26.7 C
Jakarta
Tuesday, April 15, 2025

Istana Siapkan Draft Perppu KPK

JAKARTA – Presiden Joko Widodo mempertimbangkan untuk menerbitkan
Peraturan Pemerintah Pengganti Undang-undang (Perppu) terkait Undang-Undang
Nomor 30 tahun 2002 tentang Komisi Pemberantasan Korupsi (KPK). Belum diketahui
kapan Perppu tersebut akan diterbitkan. Namun, pihak istana sudah menyiapkan
draf-nya.

Hal itu disampaikan Mensesneg,
Pratikno. Menurutnya, sudah menjadi tugasnya mempersiapkan segala sesuatu untuk
presiden. “Kita antisipasi apa pun keputusan Presiden dalam beberapa hari ke
depan. Yang jelas tugas staf adalah menyiapkan segala sesuatu yang akan
diputuskan pimpinan,” kata Pratikno di Masjid Baiturrahman Istana Kepresidenan
Jakarta, Jumat (27/9).

Namun, dia tidak menyampaikan
kapan Jokowi akan mengeluarkan Perppu tersebut. “Soal itu hanya presiden yang
tahu. Saya hanya mempersiapkan saja. Waktunya tergantung presiden,” imbuhnya.

Seperti diketahui pada Kamis
(26/9), Presiden Jokowi mengatakan mempertimbangkan untuk menerbitkan Perppu UU
KPK. Namun, Jokowi menegaskan masih akan mengkalkulasinya. Terutama dari sisi
politik. Kepala Negara juga belum dapat memastikan kapan akan menerbitkan
Perppu UU KPK tersebut.

•••••

Petunjuk Tugas: Tulis kembali seluruh berita tentang draf Perppu KPK di atas tanpa mengubah satu huruf pun.

Baris Data:
•••••

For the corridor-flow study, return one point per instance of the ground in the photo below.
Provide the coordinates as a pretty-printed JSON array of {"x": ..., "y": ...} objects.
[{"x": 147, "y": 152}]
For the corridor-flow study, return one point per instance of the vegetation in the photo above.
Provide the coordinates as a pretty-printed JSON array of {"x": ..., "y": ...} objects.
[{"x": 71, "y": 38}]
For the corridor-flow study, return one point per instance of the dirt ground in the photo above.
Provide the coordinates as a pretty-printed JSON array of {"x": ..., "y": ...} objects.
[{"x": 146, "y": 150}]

•••••

Jawaban Latihan:
26.7 C
Jakarta
Tuesday, April 15, 2025

Istana Siapkan Draft Perppu KPK

JAKARTA – Presiden Joko Widodo mempertimbangkan untuk menerbitkan
Peraturan Pemerintah Pengganti Undang-undang (Perppu) terkait Undang-Undang
Nomor 30 tahun 2002 tentang Komisi Pemberantasan Korupsi (KPK). Belum diketahui
kapan Perppu tersebut akan diterbitkan. Namun, pihak istana sudah menyiapkan
draf-nya.

Hal itu disampaikan Mensesneg,
Pratikno. Menurutnya, sudah menjadi tugasnya mempersiapkan segala sesuatu untuk
presiden. “Kita antisipasi apa pun keputusan Presiden dalam beberapa hari ke
depan. Yang jelas tugas staf adalah menyiapkan segala sesuatu yang akan
diputuskan pimpinan,” kata Pratikno di Masjid Baiturrahman Istana Kepresidenan
Jakarta, Jumat (27/9).

Namun, dia tidak menyampaikan
kapan Jokowi akan mengeluarkan Perppu tersebut. “Soal itu hanya presiden yang
tahu. Saya hanya mempersiapkan saja. Waktunya tergantung presiden,” imbuhnya.

Seperti diketahui pada Kamis
(26/9), Presiden Jokowi mengatakan mempertimbangkan untuk menerbitkan Perppu UU
KPK. Namun, Jokowi menegaskan masih akan mengkalkulasinya. Terutama dari sisi
politik. Kepala Negara juga belum dapat memastikan kapan akan menerbitkan
Perppu UU KPK tersebut.